Friday, December 16, 2005

a child's question

As my fogged mind makes sense of the jumble of emotions and events in this birth, some things begin to stand out as vivid recollections.

One of those was on the day after Mira was born.

Our other daughter, Sarah, came to the hospital to visit with a grandma. We'd been preparing Sarah for the arrival of her sister, but no one really knows how a child will react until the new sibling arrives.

It all turned out fairly well, but at that first meeting little Sarah was really unsure of what this new arrival meant. She summed it all up in one timid question--


"Can I still be Sarah?"



Thursday, December 15, 2005

sleep? there is no sleep.

"...and the night, seemed to last as long as
six weeks on Paris island."

- Billy Joel, Goodnight Saigon

This is sometime on Thursday I think. The clock on my computer is lying to me. I used to go to bed hours after this time. Now I cannot remember what restfulness feels like.

Somewhere in my physical memory I remember this feeling. The one that fades in time, ensuring humans don't stop procreating at one. Must be a species survival trait, or each generation would be half the size of the last. heh

I am blogging now because I seem to have reached a temporary lull in my duties, but not long enough to get some sleep or anything else.

In a minute I will be sterilizing pump parts again. I can do this with my eyes closed by now-- which is mostly how I am doing everything.

-----

Parts sterilyzed. formula warmed. baby fed. parts re-sterilyzed.

9.8 seconds!!! WOOO!!!

▶ _WORK TASK A_:
Answer these questions about the new-baby blog posts, one line each:
(i) Who came with Sarah on her hospital visit?
(ii) What song is quoted in the Thursday post, and who is credited with it?
(iii) What does the writer expect to be sterilizing again in a minute?
▶ _WORK TASK B_:
Please list every person named in the new-baby blog posts.
▶ _WORK TASK C_:
Write what comes next in the new-baby blog posts, starting after their last line.

▶ _INFORMATION SHOWN_:
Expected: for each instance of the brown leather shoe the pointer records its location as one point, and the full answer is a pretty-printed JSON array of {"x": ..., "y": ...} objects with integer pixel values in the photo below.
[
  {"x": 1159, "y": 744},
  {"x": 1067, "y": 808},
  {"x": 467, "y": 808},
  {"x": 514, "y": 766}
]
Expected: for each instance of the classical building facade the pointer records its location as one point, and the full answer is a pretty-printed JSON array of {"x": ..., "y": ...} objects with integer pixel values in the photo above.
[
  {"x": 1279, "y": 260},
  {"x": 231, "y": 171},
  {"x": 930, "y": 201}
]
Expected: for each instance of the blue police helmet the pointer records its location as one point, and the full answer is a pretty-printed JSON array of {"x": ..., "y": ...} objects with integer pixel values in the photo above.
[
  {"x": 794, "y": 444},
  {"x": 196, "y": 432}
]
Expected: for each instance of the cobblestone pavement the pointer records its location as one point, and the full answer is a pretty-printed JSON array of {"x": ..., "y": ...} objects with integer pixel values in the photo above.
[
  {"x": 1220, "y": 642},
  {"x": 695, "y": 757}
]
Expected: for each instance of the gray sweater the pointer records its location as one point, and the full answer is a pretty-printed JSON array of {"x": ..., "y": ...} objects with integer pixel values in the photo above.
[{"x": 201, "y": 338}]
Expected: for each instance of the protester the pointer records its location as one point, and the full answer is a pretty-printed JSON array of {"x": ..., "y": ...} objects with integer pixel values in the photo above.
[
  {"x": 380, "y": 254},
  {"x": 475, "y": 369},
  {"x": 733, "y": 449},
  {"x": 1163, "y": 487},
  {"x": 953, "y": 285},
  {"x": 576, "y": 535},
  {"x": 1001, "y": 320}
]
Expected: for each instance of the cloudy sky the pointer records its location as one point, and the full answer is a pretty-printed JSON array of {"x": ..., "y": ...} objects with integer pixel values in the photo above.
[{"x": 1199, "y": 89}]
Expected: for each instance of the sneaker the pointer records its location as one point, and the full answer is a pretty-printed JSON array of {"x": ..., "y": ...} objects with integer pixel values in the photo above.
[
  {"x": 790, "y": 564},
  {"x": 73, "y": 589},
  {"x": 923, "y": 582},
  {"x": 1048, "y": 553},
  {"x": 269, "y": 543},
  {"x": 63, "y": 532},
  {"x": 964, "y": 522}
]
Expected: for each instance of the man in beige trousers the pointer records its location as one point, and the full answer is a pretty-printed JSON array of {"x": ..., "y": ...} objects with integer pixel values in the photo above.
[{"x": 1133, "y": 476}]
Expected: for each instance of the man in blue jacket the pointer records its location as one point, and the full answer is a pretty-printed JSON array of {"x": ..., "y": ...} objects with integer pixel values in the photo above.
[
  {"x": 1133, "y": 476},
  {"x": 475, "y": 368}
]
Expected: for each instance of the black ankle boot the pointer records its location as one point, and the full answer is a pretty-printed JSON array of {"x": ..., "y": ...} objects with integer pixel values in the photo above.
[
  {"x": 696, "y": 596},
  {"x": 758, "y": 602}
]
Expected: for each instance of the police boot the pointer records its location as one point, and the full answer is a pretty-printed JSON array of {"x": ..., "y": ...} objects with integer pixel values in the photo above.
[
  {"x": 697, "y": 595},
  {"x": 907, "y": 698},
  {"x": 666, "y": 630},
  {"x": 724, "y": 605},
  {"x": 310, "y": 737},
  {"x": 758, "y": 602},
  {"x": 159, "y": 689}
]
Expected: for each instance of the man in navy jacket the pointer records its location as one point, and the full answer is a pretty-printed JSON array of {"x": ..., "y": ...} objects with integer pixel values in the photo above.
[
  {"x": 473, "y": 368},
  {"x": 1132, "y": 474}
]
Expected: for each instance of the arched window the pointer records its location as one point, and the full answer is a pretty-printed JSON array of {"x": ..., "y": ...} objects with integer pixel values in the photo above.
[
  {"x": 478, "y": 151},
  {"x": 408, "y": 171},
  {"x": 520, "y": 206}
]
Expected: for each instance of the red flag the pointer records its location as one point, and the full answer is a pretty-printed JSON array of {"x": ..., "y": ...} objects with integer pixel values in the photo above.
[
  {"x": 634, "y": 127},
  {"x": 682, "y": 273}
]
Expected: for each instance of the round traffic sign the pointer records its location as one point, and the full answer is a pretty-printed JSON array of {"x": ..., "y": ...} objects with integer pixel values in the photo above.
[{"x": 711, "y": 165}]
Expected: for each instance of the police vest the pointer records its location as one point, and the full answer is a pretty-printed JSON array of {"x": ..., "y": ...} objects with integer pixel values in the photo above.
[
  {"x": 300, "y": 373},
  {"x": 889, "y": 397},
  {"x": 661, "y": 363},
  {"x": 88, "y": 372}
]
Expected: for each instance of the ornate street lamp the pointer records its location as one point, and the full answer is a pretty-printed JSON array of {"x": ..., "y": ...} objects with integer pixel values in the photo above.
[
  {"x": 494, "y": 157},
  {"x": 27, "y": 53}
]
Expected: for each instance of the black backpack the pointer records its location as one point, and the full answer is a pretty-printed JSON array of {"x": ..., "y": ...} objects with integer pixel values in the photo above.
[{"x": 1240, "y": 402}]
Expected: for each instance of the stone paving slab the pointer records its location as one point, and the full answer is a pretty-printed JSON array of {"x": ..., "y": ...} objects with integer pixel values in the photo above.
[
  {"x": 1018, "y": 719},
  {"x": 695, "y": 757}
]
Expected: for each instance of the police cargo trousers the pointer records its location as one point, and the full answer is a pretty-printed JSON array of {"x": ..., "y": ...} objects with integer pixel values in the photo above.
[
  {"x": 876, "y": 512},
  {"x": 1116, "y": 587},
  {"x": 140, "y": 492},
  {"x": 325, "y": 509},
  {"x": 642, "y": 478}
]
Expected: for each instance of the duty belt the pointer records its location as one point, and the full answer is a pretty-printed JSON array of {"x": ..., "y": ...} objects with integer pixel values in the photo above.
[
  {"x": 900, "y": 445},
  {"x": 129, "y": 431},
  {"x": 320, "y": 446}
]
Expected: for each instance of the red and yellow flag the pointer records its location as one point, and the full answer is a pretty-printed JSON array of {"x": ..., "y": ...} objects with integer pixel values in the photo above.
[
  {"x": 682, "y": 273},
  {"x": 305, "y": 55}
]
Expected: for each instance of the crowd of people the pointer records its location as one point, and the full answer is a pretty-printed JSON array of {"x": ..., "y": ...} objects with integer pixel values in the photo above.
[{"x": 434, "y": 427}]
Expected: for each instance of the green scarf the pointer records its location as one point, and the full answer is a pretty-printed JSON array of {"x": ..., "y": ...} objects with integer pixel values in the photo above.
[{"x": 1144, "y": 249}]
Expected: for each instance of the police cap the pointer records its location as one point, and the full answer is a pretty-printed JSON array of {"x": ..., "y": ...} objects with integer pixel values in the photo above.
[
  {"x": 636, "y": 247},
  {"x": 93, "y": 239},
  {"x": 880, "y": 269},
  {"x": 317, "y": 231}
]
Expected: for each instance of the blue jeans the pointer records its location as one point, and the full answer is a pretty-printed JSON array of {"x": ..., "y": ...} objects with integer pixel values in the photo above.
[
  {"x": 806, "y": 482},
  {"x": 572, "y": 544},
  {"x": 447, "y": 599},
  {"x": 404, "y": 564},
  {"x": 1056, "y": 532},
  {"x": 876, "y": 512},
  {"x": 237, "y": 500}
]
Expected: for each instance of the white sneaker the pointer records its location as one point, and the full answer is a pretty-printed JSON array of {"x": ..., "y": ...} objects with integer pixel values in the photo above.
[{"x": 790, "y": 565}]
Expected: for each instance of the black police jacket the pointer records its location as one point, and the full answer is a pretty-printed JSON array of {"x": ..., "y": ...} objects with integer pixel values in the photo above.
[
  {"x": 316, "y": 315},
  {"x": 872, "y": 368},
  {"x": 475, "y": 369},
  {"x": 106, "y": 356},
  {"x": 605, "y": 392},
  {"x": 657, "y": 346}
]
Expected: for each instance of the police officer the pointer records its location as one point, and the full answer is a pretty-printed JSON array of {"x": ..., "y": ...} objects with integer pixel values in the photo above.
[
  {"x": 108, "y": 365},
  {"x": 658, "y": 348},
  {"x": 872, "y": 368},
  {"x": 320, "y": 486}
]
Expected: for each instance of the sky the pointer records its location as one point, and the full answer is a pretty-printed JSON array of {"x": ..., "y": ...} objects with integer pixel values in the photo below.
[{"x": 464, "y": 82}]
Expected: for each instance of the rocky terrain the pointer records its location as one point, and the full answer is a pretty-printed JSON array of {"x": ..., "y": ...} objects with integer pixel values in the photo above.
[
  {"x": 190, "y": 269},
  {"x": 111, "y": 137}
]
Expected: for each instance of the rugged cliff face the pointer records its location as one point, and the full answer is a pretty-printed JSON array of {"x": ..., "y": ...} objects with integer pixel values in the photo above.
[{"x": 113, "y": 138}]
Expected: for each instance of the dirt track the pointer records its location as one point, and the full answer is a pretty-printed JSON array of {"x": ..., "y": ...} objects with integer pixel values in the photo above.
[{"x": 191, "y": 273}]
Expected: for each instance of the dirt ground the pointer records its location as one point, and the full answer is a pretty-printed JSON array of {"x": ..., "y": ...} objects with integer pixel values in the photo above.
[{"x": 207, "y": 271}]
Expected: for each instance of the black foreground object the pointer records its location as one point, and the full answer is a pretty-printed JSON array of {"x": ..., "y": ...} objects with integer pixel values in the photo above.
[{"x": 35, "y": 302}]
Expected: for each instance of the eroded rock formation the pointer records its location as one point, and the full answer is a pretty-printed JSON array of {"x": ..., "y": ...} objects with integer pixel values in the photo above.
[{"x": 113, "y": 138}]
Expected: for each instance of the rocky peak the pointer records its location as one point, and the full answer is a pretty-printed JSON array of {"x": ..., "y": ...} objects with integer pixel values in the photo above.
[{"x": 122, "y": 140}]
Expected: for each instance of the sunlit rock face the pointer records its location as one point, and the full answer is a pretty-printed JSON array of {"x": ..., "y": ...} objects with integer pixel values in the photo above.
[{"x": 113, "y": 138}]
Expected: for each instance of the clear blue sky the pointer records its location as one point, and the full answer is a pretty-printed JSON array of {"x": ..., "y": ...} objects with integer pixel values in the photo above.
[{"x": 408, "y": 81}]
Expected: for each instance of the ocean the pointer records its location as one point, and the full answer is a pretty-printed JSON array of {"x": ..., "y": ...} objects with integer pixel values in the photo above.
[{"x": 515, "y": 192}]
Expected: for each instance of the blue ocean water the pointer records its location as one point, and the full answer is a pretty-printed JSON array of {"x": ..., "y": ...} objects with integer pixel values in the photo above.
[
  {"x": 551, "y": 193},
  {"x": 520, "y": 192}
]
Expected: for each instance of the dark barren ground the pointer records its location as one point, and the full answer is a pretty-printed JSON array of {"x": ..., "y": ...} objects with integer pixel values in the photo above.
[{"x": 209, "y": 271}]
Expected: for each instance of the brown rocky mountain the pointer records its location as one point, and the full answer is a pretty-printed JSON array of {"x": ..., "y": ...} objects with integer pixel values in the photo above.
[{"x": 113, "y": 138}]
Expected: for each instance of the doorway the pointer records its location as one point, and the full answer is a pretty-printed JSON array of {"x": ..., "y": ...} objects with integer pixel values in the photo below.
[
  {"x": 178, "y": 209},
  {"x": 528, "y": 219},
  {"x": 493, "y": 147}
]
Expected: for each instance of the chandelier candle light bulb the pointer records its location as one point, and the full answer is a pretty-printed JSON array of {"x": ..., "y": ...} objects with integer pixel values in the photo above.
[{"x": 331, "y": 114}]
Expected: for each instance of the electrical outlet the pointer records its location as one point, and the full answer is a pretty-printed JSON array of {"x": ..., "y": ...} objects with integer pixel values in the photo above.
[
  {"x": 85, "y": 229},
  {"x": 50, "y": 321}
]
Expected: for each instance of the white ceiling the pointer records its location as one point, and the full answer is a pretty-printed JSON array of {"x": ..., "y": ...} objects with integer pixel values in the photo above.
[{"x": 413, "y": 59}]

▶ _TASK RESPONSE A_:
(i) A grandma.
(ii) "Goodnight Saigon," by Billy Joel.
(iii) Pump parts.

▶ _TASK RESPONSE B_:
Mira, Sarah, Billy Joel

▶ _TASK RESPONSE C_:
I am the Indy pit crew of this operation. I cherish my role, because it is what I can do. In my hands sleeping babies wake, dry babies wet, happy babies cry.

Some sort of deranged Midas thing in exchange for the total fulfillment of being a parent.

More later from the land of nod...

Tuesday, December 13, 2005

joyful ululations

Please join us in welcoming

Mira Elise Reynolds

into the world with whatever expression takes you.

Here are the short form statistics. The longer story will have to come later as I am on the briefest of hiatuses (hiati?) to go home and clean myself up a bit.

Born: 9:37pm, December 12, 2005


Birth weight: 8 lbs. 12 oz.


Length: 20.25 inches


Dark hair, dark eyes


Mom doing fine.


Dad plum tuckered out.

Monday, December 12, 2005

baby forecast

Update: 2:00pm

Contractions 5 minutes apart, lasting 1 minute, moderate strength and rising. We are going to the hospital.

-------------------------------------


Today's baby forecast

December 12, 2005
Morning fog (jeremy) with scattered contractions (not jeremy), increasing throughout the day. Chance of evening delivery. More news later...


With the now discontinued "baby watch" I have been working out the best way to keep updating our progress and documenting my thoughts and feelings.

I do not think I am well suited to just sitting and waiting. If forced to I just go into sleep mode.

So, I am launching the "baby forecast".

Like the weather forecast, no one really expects it to be correct, we just read it over our english muffin for entertainment value. ;?)





Sunday, December 11, 2005

how do a pot of water and an expectant mother differ?

Q: How do a pot of water and an expectant mother differ?

A: A watched pot never boils. A watched mother-to-be boils in 1.9 days - then throws the pot at you.

So we've all been waaaaiting for this baby. We've taken 37 calls in the last few days. about the baby. Kari's been asked some greater number of times a day about her belly.

Management has now informed us in unequivocal terms - enough with the baby watch. When it happens it'll happen. We will let you know. And by "we", I mean SHE will let you and I know.

So back to routine and instead of furtive glances at the belly, there will be whiplash-inducing avoidance of grazing the belly area with the least of glances.

This may be a good time to buy some flowers...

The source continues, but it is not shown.